• [Verilen Görev A]
Blog yazısına göre yeni yaşın karşılandığı gün kapıya gelen en güzel sürpriz neydi?
• [Verilen Görev B]
Blog yazısında kapıya gelen gülün neden en güzel sürpriz olduğunu, yazının kendi verdiği gerekçeye dayanarak bir ila üç cümleyle açıklayınız.
• [Verilen Görev C]
Blog yazısını son cümlesinden sonrasından başlayarak devam ettiriniz.

Böyle işte... Zaman geçti, iyi geldi. Keşke demiyorum. Belki bir başka hayatta demiyorum. İnandım ki her şeyin bir nedeni var. Seninle yıkılan inançlarımı zamanla yeniledim, tazeledim. Dışardaki güzelliği görebilmek, içime alabilmek için.
Şimdi içimde sadece güzel anları saklıyorum. Ve 10 sene öncesini gülümseyerek hatırlıyorum.
Pek çok soğuk geceyi sıcak çay ve muhabbetle ısıttık. Ağladıkça sarıldık, sarıldıkça güldük. Sırlar paylaştık. “Şimdi hisar’da, salacak’ta, piyer loti’de olmak vardı” ile başlayan cümleler kurduk.
Vedadan önceki gece, “hatırlıyor musun” diye başlayan cümlelerle ortak olduğumuz sefil hallerimize güldük, güldük. Sonra “bir sayfayı kapatıyoruz farkında mısın” dedi, iç çektik. Önümüzdeki günlerin daha güzel olacağına dair hayaller kurarken hüzünlenmek nedendir?
Biraz önce telefonda, “hayal ettiğimiz şeylerin bir gün olacağına ben bütün kalbimle inanıyorum çakıl” dedi. “Olur tabi marul, yeter ki gönüller bir olsun” dedim.
Gönül gönüle bir kere değdi mi, mesafeler nedir ki...
geçen sene yazdıklarıma baktım. o duygular, o ruh hali daha dünmüş gibi. oysa ben ne çok değişmiş hissediyorum.
gördüğüm o ki, yaşayacağım değişimleri önceden kestiremiyorum. kendimi bir projeymişim gibi kontrol edemiyorum, etmek istediğim de yok zaten. zamanla kendiliğinden oluyor her şey.
ancak geriye dönüp baktığımda görebiliyorum nelerin değiştiğini ve saksıda yeni açmış bir çiçeği farkeder gibi karşılıyorum hepsini.
bu yılki yeni yaş karşılamamda gün boyu güzel sürprizler vardı. en güzeli de, kapıma gelen saksıdaki güldü. saksıda gül alasım vardı ne zamandır, henüz kimselere dememiştim ki o gül kapıma geldi.
sevgili blog, eğer unutursam hatırlat olur mu:
insan isterse her şey olur. eğer gönülden isterse olur... sadece zaman gerekli.

• [Sağlanan Liste]

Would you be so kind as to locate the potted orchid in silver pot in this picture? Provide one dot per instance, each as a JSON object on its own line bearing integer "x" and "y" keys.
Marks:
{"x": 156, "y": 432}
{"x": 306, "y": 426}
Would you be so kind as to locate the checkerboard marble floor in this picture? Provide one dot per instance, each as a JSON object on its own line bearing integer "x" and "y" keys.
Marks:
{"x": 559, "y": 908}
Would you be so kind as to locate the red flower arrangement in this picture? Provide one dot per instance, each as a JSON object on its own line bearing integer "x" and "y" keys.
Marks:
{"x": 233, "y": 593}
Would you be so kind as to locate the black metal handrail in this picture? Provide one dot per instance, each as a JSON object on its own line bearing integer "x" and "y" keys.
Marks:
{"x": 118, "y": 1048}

• [Alıştırma Yanıtı A]
Saksıdaki bir gül.

• [Alıştırma Yanıtı B]
Anlatıcı uzun zamandır saksıda bir gül almak istiyordu. Bu isteğini henüz kimseye söylememişti, buna rağmen gül kapısına geldi.

• [Alıştırma Yanıtı C]
Madem ki bahar, öyleyse vakit yenilenme vaktidir. İster aynı yolda devam et, ister yeni bir yol haritası çiz, ama baharla birlikte yenilen.
Yolun sonunda varılacak bir nokta değil, yolun ta kendisidir dedik hayat. Öyleyse yolun keyfini sür. Bazen ağır ağır demlenerek, bazen aşka gelip serpilerek... Ama illa ki anlamaya çalışarak yolda devam et.
Kopya çekmeden, başkasının cevapları seninmiş gibi yapmadan, kendi sorularına kendi cevaplarını ara. Yüreğine iyi gelenlerle ol.
Yüreğin yorulur gibi olduğu zamanlarda şiirlerden, şarkılardan, türkülerden güç alarak, umudu kaybetmeden, sevinci yitirmeden devam et. Bazen susup izleyerek, bazen dile dökerek, bazen düşüp kalkarak, bazen akıntıya karşı durarak, bazen kabullenip oluruna bırakarak...
Madem ki bahar, öyleyse vakit, sevme vaktidir. Yolda olmayı, yolun kendisini, getirdiklerini, götürdüklerini, getireceklerini sevme vakti.
Sevinci, umudu, hüznü sevgiyle harmanlayıp, yola koyulma vakti.
O günü görmek için sade bekleyeceğiz,
Göreceğiz bir sabah yeşil tomurcukları.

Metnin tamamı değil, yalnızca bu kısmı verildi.